● **Set exercise**: Scale the items from the line containing "Could you please locate the stainless steel kettle" up to and including the line containing "<point>113,259</point>" by multiplying each point coordinate in the answers by 0.35 and rounding to whole numbers, with halves rounded up. Return only those lines, with the request line included and left unchanged.

● **Records for the exercise**:
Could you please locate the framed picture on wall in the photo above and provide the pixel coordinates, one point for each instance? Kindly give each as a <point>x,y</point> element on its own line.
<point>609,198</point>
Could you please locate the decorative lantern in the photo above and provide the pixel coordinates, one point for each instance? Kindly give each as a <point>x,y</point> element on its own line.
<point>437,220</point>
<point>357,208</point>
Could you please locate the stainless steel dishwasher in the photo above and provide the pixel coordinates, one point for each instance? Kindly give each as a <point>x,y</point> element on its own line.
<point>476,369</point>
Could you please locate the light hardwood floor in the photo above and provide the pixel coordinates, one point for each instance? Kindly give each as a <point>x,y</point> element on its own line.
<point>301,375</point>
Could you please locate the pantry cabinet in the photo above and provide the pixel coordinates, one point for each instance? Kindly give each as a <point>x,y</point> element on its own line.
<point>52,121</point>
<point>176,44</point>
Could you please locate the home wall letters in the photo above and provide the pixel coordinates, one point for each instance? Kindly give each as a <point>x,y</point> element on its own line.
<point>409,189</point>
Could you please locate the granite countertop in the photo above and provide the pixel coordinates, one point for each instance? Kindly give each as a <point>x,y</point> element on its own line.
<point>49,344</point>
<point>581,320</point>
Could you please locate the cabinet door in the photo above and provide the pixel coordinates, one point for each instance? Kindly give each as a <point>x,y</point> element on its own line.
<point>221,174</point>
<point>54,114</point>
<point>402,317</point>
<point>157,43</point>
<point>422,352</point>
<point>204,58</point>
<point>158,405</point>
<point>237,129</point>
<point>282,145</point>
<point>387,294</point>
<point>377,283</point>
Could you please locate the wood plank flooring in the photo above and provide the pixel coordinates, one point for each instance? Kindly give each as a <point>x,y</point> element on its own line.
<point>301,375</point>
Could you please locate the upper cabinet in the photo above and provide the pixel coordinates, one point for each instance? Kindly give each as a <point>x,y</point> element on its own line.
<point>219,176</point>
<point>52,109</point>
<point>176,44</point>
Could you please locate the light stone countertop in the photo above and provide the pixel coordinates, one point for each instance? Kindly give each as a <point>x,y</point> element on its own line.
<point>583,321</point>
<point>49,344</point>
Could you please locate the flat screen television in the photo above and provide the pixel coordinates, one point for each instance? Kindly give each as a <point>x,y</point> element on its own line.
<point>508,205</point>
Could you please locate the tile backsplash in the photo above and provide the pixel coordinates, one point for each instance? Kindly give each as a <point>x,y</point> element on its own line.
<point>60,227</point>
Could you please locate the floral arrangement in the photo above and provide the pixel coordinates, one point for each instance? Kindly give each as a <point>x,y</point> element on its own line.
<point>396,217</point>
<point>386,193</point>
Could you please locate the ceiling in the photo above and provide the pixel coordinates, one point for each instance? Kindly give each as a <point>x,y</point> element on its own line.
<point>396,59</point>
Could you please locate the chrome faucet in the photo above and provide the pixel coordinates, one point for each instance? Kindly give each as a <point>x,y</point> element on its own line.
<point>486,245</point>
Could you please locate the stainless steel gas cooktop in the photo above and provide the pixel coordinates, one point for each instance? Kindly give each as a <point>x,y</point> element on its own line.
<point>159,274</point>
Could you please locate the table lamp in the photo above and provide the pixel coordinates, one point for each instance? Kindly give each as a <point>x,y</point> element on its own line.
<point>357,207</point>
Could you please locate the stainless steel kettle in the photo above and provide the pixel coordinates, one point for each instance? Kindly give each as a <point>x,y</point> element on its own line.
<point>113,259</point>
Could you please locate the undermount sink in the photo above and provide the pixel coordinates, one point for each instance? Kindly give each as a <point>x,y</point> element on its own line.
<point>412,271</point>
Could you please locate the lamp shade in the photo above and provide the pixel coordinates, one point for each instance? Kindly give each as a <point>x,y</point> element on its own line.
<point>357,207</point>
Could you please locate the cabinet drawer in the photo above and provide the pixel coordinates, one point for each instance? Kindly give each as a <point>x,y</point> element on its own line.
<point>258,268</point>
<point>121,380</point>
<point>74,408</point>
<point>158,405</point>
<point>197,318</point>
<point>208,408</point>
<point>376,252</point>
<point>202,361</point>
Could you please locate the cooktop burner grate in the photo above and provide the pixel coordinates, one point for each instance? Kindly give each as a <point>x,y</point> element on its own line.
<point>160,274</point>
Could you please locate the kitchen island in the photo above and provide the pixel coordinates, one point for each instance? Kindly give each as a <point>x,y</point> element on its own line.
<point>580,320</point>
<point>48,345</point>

● **Result for this exercise**:
Could you please locate the stainless steel kettle in the photo above and provide the pixel coordinates, one point for each instance? Kindly give each as a <point>x,y</point> element on its own line.
<point>40,91</point>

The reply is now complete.